Problem to work on =
Answer these three questions using the Hubris review below:
1. Which part of the review is this?
2. Which spell does the reviewer call "mega gross"?
3. Which Patron is known for eating children?

** START OF Excerpt provided **

Hubris: A World of Visceral Adventure Review (part 2)

Today is the second part of Mike Evans’ Hubris setting book review! See the first part here.

We’ll continue with the chapter on the Wizard’s Spellbook (spells and Patrons). It has tables for spellbook constructions, options for Patrons from both DCC and Hubris (including the Charred Maiden, Floating Island of Terror, Spider Goddess, and Twisted One), and then spells.

The Summon from the Void spell is pretty… uh. Yikes. There’s some really cool stuff going on but wow, it’s mega gross, and reminds me why I am not a magic user.

There are unique spells for the various Patrons, which come with every level of creepy and gross and twisted nature that the others have, some going even farther like those of Charred Maiden that involve the Patron who is known for eating children and the spells that bring the twisted corrupted spirits of the children to life.

** END OF Excerpt provided **
** START OF Records shown **

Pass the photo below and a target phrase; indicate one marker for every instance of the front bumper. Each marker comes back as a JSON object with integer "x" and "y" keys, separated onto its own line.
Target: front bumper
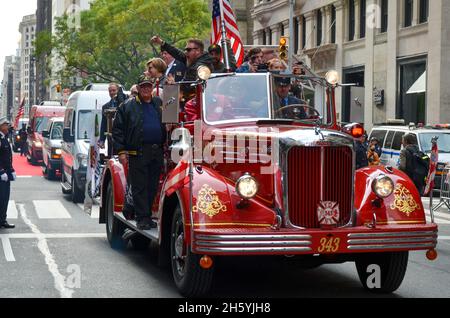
{"x": 312, "y": 242}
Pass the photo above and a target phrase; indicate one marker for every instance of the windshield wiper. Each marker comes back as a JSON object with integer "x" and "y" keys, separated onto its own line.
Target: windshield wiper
{"x": 275, "y": 121}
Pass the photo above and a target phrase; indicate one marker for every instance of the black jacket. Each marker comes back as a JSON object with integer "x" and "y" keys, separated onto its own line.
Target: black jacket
{"x": 128, "y": 127}
{"x": 191, "y": 70}
{"x": 5, "y": 157}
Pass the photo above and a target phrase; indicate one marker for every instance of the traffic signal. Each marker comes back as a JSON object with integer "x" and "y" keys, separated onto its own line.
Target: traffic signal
{"x": 283, "y": 48}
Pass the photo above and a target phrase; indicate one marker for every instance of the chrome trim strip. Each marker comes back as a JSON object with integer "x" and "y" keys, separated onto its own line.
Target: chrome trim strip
{"x": 397, "y": 240}
{"x": 391, "y": 234}
{"x": 386, "y": 247}
{"x": 254, "y": 249}
{"x": 253, "y": 243}
{"x": 251, "y": 237}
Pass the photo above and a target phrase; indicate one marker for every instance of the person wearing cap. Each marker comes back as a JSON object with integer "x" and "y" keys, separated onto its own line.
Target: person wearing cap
{"x": 193, "y": 56}
{"x": 216, "y": 53}
{"x": 7, "y": 173}
{"x": 283, "y": 100}
{"x": 138, "y": 136}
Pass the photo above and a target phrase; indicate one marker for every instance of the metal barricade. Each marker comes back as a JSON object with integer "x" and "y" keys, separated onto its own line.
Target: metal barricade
{"x": 445, "y": 189}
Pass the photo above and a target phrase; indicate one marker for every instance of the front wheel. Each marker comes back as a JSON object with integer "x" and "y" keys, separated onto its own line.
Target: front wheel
{"x": 391, "y": 268}
{"x": 190, "y": 279}
{"x": 114, "y": 228}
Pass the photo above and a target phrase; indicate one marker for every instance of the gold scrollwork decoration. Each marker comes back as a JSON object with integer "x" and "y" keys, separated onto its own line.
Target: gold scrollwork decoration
{"x": 208, "y": 202}
{"x": 403, "y": 200}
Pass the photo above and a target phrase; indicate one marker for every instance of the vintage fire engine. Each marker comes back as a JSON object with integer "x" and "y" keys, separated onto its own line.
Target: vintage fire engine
{"x": 261, "y": 174}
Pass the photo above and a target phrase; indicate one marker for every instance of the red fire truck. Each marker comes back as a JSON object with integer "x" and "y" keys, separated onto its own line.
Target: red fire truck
{"x": 251, "y": 171}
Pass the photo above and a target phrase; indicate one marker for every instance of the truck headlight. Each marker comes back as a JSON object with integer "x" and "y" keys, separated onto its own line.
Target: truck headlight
{"x": 82, "y": 160}
{"x": 383, "y": 186}
{"x": 247, "y": 187}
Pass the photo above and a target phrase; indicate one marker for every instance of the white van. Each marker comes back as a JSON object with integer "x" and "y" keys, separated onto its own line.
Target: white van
{"x": 79, "y": 121}
{"x": 390, "y": 139}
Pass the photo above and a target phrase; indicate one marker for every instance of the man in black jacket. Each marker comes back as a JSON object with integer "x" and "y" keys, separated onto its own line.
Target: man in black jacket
{"x": 138, "y": 137}
{"x": 7, "y": 173}
{"x": 193, "y": 56}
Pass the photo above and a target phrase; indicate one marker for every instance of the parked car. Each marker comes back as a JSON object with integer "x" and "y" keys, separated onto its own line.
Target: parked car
{"x": 79, "y": 120}
{"x": 16, "y": 137}
{"x": 39, "y": 117}
{"x": 269, "y": 180}
{"x": 390, "y": 139}
{"x": 51, "y": 149}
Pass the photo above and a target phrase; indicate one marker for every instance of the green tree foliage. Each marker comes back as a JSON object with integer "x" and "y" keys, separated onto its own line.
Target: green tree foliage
{"x": 112, "y": 41}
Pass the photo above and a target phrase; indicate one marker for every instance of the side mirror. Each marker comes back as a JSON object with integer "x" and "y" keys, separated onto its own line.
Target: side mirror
{"x": 67, "y": 137}
{"x": 171, "y": 104}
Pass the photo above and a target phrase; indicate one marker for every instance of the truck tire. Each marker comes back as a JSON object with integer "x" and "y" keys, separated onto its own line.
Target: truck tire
{"x": 190, "y": 279}
{"x": 77, "y": 195}
{"x": 392, "y": 266}
{"x": 114, "y": 228}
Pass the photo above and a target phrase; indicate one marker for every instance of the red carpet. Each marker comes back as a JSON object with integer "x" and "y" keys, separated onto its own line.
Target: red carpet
{"x": 23, "y": 168}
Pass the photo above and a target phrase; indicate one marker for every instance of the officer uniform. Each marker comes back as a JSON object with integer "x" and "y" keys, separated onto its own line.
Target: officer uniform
{"x": 139, "y": 132}
{"x": 7, "y": 174}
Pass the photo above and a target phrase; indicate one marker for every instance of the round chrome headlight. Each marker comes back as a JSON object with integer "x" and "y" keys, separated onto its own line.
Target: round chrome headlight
{"x": 383, "y": 186}
{"x": 203, "y": 72}
{"x": 247, "y": 187}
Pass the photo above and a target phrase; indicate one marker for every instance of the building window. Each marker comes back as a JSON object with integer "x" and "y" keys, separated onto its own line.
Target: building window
{"x": 362, "y": 20}
{"x": 412, "y": 107}
{"x": 333, "y": 24}
{"x": 384, "y": 16}
{"x": 303, "y": 32}
{"x": 408, "y": 13}
{"x": 319, "y": 27}
{"x": 351, "y": 20}
{"x": 424, "y": 11}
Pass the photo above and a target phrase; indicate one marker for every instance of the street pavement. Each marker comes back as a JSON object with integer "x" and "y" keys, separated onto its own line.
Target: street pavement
{"x": 57, "y": 250}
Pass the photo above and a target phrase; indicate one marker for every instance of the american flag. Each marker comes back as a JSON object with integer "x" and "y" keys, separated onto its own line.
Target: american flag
{"x": 432, "y": 171}
{"x": 20, "y": 113}
{"x": 230, "y": 27}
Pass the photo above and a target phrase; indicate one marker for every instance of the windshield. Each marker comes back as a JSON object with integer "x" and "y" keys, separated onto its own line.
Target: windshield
{"x": 86, "y": 120}
{"x": 253, "y": 97}
{"x": 443, "y": 142}
{"x": 41, "y": 123}
{"x": 57, "y": 130}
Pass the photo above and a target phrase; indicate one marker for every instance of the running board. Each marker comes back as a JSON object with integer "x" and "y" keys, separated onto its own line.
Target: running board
{"x": 151, "y": 234}
{"x": 66, "y": 186}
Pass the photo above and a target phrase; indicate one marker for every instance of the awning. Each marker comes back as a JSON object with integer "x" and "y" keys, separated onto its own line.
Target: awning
{"x": 420, "y": 86}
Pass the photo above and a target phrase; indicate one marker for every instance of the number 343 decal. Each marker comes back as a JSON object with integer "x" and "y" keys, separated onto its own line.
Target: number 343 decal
{"x": 329, "y": 245}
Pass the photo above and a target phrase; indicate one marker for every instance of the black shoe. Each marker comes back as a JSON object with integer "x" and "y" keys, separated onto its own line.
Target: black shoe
{"x": 6, "y": 225}
{"x": 146, "y": 225}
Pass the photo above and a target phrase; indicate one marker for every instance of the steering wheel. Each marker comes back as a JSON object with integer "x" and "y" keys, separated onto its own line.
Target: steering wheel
{"x": 316, "y": 112}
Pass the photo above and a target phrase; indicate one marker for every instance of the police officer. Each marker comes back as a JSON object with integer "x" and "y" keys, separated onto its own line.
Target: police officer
{"x": 7, "y": 173}
{"x": 138, "y": 136}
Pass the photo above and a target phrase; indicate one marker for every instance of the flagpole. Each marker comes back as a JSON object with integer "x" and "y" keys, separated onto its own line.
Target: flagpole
{"x": 226, "y": 58}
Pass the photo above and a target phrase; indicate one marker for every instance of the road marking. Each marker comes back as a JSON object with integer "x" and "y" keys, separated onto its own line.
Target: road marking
{"x": 12, "y": 210}
{"x": 51, "y": 209}
{"x": 60, "y": 280}
{"x": 7, "y": 249}
{"x": 52, "y": 235}
{"x": 95, "y": 211}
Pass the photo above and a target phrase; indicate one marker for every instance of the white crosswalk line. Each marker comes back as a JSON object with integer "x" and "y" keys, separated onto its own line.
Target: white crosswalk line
{"x": 50, "y": 209}
{"x": 12, "y": 213}
{"x": 95, "y": 212}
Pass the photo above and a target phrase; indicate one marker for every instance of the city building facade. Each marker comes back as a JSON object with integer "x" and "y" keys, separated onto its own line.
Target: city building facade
{"x": 395, "y": 52}
{"x": 43, "y": 24}
{"x": 27, "y": 29}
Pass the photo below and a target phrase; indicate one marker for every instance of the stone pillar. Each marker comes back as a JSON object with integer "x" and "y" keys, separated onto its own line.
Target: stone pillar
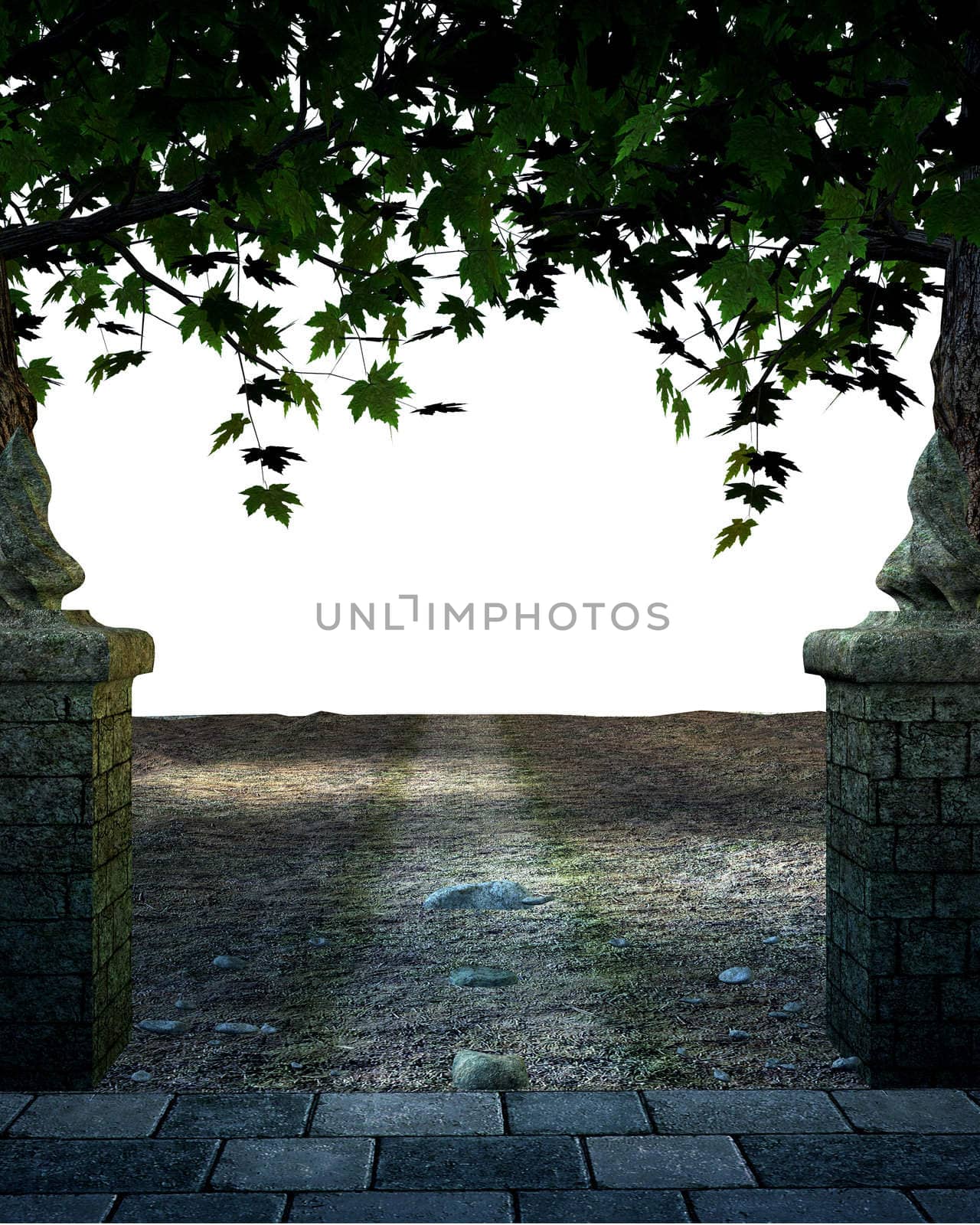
{"x": 903, "y": 802}
{"x": 65, "y": 869}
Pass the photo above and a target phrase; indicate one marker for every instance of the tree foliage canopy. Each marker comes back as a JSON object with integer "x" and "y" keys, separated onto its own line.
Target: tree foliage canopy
{"x": 802, "y": 162}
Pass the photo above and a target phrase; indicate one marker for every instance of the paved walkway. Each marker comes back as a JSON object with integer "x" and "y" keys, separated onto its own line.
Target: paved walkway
{"x": 652, "y": 1155}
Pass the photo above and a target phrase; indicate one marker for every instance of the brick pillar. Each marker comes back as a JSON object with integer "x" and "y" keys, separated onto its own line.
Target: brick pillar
{"x": 65, "y": 841}
{"x": 903, "y": 844}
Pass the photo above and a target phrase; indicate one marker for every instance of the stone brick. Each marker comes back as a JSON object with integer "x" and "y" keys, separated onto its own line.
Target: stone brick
{"x": 818, "y": 1204}
{"x": 864, "y": 844}
{"x": 59, "y": 848}
{"x": 576, "y": 1112}
{"x": 665, "y": 1161}
{"x": 957, "y": 704}
{"x": 933, "y": 946}
{"x": 933, "y": 849}
{"x": 255, "y": 1115}
{"x": 961, "y": 1000}
{"x": 929, "y": 750}
{"x": 857, "y": 795}
{"x": 900, "y": 704}
{"x": 900, "y": 998}
{"x": 959, "y": 800}
{"x": 908, "y": 802}
{"x": 864, "y": 1161}
{"x": 571, "y": 1206}
{"x": 873, "y": 747}
{"x": 898, "y": 894}
{"x": 43, "y": 800}
{"x": 214, "y": 1206}
{"x": 52, "y": 749}
{"x": 706, "y": 1112}
{"x": 957, "y": 894}
{"x": 58, "y": 1165}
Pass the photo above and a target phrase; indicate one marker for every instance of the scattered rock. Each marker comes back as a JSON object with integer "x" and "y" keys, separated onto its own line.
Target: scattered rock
{"x": 482, "y": 977}
{"x": 483, "y": 896}
{"x": 165, "y": 1027}
{"x": 477, "y": 1070}
{"x": 735, "y": 974}
{"x": 230, "y": 963}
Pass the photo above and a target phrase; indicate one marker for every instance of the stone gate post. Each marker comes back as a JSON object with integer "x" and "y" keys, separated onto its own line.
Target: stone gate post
{"x": 903, "y": 802}
{"x": 65, "y": 821}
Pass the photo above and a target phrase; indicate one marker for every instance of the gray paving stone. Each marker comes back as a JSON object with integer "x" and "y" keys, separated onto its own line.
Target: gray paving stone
{"x": 706, "y": 1112}
{"x": 254, "y": 1115}
{"x": 403, "y": 1206}
{"x": 294, "y": 1165}
{"x": 949, "y": 1206}
{"x": 668, "y": 1161}
{"x": 408, "y": 1114}
{"x": 54, "y": 1208}
{"x": 576, "y": 1112}
{"x": 477, "y": 1163}
{"x": 802, "y": 1207}
{"x": 77, "y": 1116}
{"x": 11, "y": 1104}
{"x": 910, "y": 1110}
{"x": 602, "y": 1206}
{"x": 54, "y": 1165}
{"x": 864, "y": 1161}
{"x": 210, "y": 1206}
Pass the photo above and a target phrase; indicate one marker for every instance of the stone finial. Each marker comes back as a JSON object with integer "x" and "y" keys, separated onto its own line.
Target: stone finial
{"x": 34, "y": 570}
{"x": 937, "y": 567}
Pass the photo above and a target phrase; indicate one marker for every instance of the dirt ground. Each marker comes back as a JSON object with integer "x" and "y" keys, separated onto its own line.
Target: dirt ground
{"x": 691, "y": 836}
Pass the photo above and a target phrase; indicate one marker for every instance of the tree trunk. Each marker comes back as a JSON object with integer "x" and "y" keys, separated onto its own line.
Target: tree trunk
{"x": 956, "y": 359}
{"x": 18, "y": 406}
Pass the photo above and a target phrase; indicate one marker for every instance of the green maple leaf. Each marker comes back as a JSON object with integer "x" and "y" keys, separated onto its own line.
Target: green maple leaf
{"x": 739, "y": 530}
{"x": 276, "y": 501}
{"x": 379, "y": 394}
{"x": 230, "y": 430}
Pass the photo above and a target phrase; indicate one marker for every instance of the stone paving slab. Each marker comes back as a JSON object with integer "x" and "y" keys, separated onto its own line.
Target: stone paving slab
{"x": 479, "y": 1163}
{"x": 602, "y": 1206}
{"x": 254, "y": 1115}
{"x": 434, "y": 1207}
{"x": 92, "y": 1115}
{"x": 294, "y": 1165}
{"x": 55, "y": 1208}
{"x": 408, "y": 1114}
{"x": 577, "y": 1112}
{"x": 59, "y": 1165}
{"x": 665, "y": 1161}
{"x": 910, "y": 1110}
{"x": 864, "y": 1161}
{"x": 802, "y": 1207}
{"x": 214, "y": 1206}
{"x": 949, "y": 1206}
{"x": 734, "y": 1112}
{"x": 11, "y": 1104}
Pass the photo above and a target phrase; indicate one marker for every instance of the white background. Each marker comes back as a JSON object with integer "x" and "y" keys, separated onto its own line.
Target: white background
{"x": 561, "y": 482}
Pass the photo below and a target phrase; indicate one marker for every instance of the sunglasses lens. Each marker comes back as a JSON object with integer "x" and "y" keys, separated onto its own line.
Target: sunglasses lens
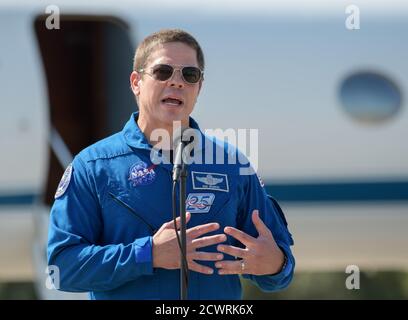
{"x": 191, "y": 74}
{"x": 163, "y": 72}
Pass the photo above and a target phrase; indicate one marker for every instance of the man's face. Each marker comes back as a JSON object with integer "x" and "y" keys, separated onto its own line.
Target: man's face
{"x": 157, "y": 99}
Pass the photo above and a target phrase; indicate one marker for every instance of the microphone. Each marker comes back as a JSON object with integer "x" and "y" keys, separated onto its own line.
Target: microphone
{"x": 179, "y": 164}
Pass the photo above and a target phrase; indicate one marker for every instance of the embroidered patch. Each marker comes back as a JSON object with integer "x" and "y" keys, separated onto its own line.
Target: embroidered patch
{"x": 210, "y": 181}
{"x": 64, "y": 183}
{"x": 199, "y": 202}
{"x": 140, "y": 174}
{"x": 260, "y": 181}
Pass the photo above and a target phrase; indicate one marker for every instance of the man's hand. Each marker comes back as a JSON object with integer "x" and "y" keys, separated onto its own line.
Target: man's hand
{"x": 261, "y": 255}
{"x": 166, "y": 252}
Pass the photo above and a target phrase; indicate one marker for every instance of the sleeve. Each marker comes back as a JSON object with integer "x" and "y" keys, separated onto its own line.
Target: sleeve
{"x": 74, "y": 229}
{"x": 255, "y": 197}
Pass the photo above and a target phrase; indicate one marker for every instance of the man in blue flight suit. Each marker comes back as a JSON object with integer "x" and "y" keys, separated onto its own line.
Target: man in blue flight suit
{"x": 111, "y": 230}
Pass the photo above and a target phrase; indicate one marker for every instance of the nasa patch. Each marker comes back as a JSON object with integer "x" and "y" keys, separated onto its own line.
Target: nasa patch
{"x": 260, "y": 181}
{"x": 199, "y": 202}
{"x": 64, "y": 183}
{"x": 140, "y": 174}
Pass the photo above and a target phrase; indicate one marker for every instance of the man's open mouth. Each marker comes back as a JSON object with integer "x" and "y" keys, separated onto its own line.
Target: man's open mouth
{"x": 172, "y": 101}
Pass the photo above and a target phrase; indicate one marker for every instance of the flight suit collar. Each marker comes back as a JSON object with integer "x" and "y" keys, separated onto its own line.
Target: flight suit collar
{"x": 135, "y": 138}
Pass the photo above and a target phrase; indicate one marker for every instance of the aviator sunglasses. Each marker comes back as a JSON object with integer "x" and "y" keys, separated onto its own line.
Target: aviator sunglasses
{"x": 163, "y": 72}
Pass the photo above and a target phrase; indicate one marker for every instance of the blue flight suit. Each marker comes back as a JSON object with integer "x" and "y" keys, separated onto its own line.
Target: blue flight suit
{"x": 111, "y": 201}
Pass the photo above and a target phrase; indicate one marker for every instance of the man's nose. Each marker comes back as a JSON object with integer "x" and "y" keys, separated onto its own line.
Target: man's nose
{"x": 176, "y": 80}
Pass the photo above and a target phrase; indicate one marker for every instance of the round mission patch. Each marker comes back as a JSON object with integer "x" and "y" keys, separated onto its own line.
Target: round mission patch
{"x": 64, "y": 183}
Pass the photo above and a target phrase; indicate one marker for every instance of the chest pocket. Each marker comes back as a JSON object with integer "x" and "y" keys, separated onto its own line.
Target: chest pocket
{"x": 128, "y": 215}
{"x": 213, "y": 205}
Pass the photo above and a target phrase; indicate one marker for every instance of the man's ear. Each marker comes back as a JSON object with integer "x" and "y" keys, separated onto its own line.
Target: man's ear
{"x": 135, "y": 79}
{"x": 199, "y": 86}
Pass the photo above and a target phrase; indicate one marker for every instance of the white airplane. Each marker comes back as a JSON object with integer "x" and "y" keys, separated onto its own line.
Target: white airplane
{"x": 329, "y": 101}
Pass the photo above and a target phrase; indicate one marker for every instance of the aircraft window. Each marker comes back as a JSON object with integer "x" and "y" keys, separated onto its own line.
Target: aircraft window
{"x": 370, "y": 97}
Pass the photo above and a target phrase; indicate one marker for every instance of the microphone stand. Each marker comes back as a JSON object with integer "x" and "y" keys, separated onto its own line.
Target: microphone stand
{"x": 180, "y": 175}
{"x": 183, "y": 237}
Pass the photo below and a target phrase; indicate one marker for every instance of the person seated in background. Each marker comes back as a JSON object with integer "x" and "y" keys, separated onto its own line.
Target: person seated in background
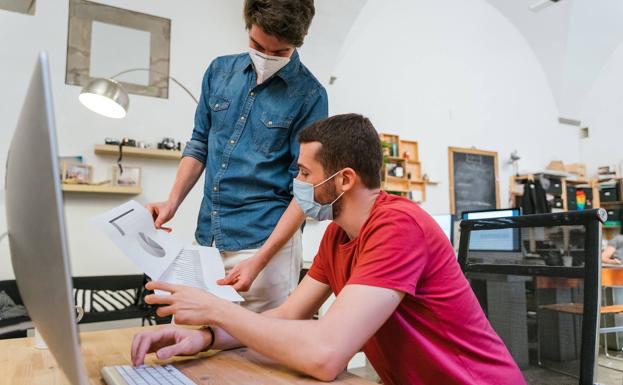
{"x": 401, "y": 296}
{"x": 613, "y": 253}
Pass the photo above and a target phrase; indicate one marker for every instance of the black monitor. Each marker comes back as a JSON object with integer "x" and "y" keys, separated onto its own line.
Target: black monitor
{"x": 505, "y": 240}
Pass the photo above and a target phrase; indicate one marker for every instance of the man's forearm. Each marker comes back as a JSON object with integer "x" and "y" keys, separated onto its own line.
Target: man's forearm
{"x": 188, "y": 172}
{"x": 288, "y": 224}
{"x": 298, "y": 344}
{"x": 224, "y": 341}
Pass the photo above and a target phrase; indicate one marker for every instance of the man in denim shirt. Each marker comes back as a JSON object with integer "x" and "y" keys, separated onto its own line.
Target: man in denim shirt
{"x": 252, "y": 107}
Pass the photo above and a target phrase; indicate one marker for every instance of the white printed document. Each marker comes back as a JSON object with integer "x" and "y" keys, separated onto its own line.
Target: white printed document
{"x": 158, "y": 254}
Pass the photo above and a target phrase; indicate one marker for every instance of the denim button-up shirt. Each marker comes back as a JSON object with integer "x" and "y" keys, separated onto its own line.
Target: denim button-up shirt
{"x": 247, "y": 137}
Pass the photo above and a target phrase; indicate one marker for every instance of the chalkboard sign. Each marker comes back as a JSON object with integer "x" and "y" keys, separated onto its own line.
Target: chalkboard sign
{"x": 473, "y": 180}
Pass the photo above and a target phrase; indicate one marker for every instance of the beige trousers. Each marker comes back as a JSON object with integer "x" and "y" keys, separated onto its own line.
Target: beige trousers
{"x": 278, "y": 279}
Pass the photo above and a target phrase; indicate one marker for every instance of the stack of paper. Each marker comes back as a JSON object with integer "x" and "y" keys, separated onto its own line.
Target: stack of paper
{"x": 157, "y": 253}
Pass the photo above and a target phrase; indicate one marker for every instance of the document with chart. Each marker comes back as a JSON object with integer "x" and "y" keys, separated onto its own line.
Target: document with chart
{"x": 158, "y": 254}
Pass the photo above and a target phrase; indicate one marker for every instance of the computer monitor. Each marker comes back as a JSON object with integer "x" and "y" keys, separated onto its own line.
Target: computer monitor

** END OF Records shown **

Output below =
1. The second part.
2. Summon from the Void.
3. The Charred Maiden.